▶ Aim of the task
Show each line from the records below in which the word "window" occurs.

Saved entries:

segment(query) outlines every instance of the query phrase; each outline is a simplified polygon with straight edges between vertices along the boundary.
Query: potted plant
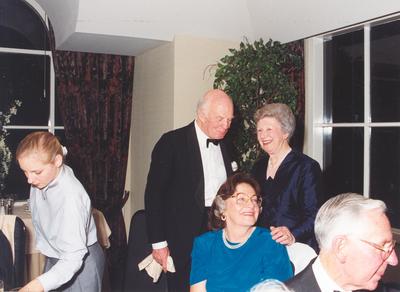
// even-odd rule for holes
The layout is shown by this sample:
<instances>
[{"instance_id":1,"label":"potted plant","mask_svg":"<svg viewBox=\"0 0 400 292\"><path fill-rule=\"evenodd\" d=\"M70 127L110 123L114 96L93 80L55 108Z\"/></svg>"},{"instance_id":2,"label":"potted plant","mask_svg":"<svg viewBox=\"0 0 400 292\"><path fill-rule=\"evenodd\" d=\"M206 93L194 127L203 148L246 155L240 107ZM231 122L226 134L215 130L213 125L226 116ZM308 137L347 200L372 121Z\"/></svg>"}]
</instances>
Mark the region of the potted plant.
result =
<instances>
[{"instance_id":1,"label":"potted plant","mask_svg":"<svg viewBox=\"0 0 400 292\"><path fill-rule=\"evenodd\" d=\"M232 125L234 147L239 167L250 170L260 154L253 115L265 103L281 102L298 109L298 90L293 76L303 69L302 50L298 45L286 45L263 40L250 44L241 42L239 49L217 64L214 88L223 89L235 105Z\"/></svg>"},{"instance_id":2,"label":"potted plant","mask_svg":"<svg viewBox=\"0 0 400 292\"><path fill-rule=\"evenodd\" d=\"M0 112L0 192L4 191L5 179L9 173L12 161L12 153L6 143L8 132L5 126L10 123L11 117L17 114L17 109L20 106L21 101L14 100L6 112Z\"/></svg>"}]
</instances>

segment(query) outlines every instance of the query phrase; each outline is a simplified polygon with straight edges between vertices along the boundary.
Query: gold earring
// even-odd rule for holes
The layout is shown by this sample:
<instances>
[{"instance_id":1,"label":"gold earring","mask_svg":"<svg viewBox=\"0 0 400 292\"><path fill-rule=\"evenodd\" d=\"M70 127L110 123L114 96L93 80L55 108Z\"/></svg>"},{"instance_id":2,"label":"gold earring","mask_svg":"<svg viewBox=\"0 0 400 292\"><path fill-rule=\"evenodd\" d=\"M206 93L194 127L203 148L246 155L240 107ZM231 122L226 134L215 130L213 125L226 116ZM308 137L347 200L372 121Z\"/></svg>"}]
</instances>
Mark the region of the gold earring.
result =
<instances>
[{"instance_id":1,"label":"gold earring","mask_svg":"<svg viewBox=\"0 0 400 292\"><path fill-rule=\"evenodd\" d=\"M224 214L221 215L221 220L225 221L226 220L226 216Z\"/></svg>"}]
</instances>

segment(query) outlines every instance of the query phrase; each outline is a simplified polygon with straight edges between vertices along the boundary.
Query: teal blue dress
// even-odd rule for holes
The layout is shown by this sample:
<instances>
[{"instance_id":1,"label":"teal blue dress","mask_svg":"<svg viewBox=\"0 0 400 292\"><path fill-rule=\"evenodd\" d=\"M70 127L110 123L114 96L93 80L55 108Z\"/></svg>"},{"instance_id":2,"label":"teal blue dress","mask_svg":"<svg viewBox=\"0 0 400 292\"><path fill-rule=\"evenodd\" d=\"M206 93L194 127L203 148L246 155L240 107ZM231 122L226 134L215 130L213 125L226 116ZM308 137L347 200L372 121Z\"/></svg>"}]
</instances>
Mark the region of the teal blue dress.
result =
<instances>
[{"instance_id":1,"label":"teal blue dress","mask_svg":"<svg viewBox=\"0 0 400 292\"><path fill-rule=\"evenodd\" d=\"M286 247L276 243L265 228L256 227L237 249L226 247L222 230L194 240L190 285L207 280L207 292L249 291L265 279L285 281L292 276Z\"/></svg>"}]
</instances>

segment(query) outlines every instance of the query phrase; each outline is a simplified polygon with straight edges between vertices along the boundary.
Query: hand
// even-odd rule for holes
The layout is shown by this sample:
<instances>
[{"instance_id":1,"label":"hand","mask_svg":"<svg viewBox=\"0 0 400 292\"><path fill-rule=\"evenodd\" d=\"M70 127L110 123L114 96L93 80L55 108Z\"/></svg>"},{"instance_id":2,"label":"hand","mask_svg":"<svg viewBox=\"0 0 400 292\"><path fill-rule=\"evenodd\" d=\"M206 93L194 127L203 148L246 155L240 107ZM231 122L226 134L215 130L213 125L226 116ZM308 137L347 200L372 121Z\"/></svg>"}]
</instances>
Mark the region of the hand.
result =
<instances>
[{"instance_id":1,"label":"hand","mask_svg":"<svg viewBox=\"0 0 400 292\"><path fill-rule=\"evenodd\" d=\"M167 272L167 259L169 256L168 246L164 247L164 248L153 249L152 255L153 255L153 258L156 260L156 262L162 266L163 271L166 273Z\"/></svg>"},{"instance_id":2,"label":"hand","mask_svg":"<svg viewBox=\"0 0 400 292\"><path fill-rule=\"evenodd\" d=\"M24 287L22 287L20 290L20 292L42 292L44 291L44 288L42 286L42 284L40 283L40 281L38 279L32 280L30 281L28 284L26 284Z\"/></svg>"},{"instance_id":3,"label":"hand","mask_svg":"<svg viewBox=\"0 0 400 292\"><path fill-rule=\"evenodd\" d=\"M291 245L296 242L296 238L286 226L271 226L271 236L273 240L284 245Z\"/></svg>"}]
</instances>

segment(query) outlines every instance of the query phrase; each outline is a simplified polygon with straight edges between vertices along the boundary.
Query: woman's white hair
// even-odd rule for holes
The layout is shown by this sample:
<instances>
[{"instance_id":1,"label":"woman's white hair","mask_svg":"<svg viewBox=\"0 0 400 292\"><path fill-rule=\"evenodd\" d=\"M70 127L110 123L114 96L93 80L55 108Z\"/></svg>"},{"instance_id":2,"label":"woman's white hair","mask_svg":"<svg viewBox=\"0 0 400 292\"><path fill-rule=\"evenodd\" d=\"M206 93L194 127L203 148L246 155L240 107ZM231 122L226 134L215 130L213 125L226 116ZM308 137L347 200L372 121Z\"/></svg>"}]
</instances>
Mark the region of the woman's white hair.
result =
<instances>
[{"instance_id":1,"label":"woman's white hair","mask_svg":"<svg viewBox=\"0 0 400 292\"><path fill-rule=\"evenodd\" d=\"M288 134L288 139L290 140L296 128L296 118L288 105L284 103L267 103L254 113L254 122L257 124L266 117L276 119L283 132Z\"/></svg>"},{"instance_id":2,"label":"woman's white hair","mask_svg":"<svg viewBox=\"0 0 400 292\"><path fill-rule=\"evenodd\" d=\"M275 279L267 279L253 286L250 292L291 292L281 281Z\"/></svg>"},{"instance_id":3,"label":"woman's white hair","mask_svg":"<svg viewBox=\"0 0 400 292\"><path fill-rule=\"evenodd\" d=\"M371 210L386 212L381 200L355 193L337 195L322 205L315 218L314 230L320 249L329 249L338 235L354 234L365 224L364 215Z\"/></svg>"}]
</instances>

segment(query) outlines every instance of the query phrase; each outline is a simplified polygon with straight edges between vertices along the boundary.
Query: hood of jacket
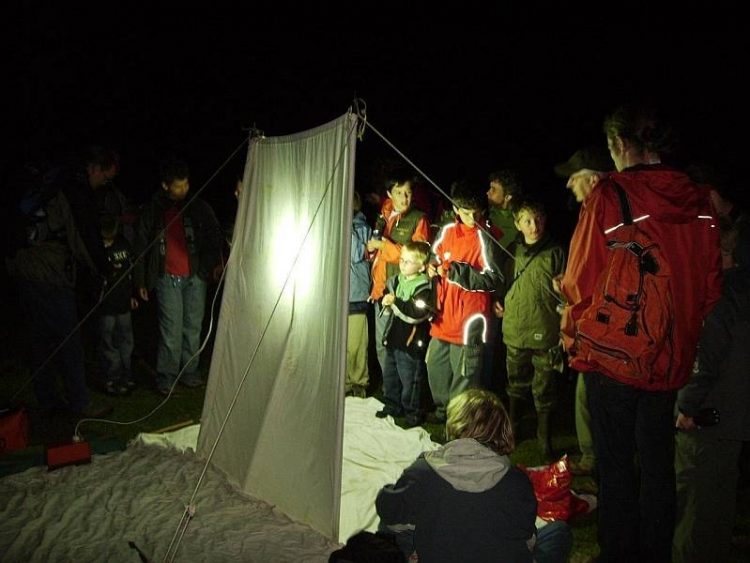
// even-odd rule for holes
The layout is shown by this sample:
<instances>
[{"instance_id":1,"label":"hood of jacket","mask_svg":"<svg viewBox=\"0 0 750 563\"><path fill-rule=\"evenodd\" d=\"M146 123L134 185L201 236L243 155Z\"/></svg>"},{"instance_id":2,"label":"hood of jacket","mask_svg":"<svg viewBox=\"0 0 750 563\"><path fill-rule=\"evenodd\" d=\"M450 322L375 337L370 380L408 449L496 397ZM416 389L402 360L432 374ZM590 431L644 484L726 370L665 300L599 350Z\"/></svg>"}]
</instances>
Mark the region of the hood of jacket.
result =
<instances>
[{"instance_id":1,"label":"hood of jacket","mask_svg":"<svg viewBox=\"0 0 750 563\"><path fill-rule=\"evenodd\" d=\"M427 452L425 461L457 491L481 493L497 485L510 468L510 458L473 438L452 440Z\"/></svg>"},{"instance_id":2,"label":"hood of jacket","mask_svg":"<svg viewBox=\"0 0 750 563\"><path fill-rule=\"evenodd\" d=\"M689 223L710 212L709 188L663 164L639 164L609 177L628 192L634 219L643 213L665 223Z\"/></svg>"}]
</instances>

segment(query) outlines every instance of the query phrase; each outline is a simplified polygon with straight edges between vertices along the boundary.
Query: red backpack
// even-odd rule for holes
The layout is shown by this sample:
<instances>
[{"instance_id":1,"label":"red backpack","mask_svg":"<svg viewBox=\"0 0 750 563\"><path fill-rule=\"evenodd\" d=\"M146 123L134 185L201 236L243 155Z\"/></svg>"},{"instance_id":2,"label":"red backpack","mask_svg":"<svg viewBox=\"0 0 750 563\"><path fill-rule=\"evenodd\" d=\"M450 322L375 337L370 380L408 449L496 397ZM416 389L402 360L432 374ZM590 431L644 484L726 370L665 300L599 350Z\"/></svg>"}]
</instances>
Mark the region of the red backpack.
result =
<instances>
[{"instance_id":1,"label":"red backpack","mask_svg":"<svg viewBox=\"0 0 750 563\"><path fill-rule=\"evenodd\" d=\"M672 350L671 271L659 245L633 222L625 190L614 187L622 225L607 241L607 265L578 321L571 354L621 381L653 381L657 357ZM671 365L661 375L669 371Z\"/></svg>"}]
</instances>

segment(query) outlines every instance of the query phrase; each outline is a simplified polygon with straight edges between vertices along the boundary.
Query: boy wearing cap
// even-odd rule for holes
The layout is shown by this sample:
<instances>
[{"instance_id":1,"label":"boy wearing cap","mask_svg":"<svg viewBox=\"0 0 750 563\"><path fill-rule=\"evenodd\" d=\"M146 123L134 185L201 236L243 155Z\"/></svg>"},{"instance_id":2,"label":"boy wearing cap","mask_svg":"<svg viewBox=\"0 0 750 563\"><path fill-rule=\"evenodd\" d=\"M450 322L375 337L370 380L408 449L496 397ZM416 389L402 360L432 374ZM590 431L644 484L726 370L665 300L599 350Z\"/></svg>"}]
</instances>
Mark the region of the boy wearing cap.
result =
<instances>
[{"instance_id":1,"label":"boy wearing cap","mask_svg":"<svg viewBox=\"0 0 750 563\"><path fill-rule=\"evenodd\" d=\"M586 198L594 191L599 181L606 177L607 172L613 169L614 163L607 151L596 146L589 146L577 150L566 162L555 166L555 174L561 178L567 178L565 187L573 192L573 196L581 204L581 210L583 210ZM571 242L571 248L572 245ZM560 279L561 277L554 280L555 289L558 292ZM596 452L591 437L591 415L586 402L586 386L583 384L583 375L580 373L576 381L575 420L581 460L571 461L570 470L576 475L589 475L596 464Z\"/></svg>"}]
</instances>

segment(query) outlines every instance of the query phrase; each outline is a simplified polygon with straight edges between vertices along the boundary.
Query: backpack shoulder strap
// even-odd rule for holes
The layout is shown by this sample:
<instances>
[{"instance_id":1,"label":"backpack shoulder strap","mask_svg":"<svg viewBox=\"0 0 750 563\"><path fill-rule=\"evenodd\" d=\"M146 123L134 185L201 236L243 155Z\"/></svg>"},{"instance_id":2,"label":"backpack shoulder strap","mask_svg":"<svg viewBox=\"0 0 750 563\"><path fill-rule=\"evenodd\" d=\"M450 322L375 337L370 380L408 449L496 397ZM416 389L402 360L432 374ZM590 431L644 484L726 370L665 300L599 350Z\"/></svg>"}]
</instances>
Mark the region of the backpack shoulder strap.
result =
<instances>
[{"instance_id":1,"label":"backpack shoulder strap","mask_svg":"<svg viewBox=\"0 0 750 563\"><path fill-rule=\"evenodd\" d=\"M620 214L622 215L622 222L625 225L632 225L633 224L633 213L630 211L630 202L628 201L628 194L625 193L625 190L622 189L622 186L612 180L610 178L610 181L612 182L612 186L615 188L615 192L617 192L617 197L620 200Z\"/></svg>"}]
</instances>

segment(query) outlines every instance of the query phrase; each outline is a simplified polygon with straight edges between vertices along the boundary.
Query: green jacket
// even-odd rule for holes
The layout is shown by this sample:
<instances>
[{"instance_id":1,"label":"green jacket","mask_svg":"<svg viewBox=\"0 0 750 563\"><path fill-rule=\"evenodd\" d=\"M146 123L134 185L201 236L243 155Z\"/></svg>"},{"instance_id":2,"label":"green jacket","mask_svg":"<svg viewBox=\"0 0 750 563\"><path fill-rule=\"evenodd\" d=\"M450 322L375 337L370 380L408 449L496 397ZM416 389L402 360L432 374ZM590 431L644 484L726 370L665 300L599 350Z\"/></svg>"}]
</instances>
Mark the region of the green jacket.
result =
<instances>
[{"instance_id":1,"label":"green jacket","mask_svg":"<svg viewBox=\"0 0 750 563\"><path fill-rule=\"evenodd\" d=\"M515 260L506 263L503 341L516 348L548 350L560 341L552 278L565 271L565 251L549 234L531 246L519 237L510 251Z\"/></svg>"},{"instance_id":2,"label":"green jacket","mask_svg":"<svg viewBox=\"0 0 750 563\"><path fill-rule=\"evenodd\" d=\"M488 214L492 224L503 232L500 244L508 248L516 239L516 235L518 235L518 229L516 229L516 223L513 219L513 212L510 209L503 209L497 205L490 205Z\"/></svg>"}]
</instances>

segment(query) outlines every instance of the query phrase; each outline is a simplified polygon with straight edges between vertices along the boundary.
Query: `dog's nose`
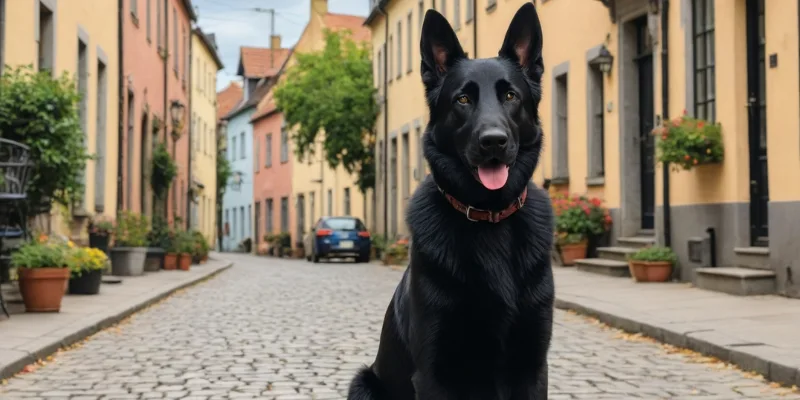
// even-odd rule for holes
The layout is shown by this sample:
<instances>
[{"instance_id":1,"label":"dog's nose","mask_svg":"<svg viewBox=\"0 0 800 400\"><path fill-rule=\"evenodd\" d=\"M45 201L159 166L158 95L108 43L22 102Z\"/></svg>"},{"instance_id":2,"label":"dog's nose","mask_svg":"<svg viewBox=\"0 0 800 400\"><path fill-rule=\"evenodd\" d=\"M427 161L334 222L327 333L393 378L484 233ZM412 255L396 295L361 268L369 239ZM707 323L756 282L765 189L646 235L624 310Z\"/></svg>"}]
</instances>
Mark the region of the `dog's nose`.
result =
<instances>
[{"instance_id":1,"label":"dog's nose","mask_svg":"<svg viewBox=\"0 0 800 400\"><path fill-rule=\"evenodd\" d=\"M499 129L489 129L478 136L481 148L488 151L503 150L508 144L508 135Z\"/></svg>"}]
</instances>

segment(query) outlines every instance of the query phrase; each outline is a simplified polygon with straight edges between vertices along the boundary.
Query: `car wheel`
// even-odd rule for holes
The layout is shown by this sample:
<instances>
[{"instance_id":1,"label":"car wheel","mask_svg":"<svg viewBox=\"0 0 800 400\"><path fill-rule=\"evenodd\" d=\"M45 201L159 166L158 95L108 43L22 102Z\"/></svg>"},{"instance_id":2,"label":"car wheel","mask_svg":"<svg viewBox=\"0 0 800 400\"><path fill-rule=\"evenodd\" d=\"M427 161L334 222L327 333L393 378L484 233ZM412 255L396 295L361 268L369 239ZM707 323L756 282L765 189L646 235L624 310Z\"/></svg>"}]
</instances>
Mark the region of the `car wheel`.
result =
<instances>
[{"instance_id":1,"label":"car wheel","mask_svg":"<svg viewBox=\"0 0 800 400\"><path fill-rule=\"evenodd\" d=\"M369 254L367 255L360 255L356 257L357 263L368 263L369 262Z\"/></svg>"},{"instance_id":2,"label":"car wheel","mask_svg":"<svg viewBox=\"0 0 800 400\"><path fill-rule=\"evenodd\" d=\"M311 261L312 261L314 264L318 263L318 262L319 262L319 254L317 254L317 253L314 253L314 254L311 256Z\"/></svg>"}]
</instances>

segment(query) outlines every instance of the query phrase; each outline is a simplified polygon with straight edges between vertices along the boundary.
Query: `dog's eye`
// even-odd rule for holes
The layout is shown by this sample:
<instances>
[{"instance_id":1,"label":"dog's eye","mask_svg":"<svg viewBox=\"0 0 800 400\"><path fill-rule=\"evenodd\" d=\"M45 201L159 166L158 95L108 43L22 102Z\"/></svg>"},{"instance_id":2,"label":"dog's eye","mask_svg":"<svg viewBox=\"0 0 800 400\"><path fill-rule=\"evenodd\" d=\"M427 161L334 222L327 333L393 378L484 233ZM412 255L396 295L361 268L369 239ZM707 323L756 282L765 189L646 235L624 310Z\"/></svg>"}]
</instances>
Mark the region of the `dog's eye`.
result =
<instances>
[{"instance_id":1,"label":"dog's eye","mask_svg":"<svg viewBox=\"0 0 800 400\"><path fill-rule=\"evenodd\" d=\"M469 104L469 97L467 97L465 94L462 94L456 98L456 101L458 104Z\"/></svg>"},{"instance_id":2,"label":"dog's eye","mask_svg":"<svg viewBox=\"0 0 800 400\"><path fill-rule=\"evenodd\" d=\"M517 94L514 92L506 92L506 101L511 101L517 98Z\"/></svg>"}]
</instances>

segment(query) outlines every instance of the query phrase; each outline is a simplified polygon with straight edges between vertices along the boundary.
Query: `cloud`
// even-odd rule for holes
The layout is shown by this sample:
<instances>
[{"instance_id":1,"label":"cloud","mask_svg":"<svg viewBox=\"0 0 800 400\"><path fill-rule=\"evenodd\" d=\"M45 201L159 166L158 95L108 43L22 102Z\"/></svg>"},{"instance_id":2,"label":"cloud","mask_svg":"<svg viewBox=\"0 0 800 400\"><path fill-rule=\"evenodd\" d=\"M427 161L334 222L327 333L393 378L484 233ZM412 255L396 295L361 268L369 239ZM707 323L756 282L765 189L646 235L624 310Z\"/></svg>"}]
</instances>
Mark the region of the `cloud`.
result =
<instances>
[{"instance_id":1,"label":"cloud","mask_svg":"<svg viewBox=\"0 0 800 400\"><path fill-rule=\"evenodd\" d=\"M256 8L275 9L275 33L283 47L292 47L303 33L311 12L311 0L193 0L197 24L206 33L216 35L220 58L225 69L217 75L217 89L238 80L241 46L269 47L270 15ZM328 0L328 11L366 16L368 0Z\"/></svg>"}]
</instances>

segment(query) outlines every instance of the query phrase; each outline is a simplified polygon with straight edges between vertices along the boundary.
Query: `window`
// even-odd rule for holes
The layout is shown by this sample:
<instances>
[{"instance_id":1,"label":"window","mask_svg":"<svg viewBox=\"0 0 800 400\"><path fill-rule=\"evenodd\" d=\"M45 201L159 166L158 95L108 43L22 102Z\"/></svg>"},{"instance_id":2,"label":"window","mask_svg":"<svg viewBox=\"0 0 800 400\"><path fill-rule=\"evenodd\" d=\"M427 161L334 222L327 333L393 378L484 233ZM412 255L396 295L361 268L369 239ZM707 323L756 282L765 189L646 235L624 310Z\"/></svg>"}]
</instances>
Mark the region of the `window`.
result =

▶ Output of the task
Query: `window`
[{"instance_id":1,"label":"window","mask_svg":"<svg viewBox=\"0 0 800 400\"><path fill-rule=\"evenodd\" d=\"M45 201L159 166L158 95L108 43L22 102Z\"/></svg>"},{"instance_id":2,"label":"window","mask_svg":"<svg viewBox=\"0 0 800 400\"><path fill-rule=\"evenodd\" d=\"M427 161L334 222L327 333L393 378L484 233ZM412 255L396 295L361 268L369 239ZM707 323L756 282L765 189L646 235L624 310Z\"/></svg>"}]
Mark the region of the `window`.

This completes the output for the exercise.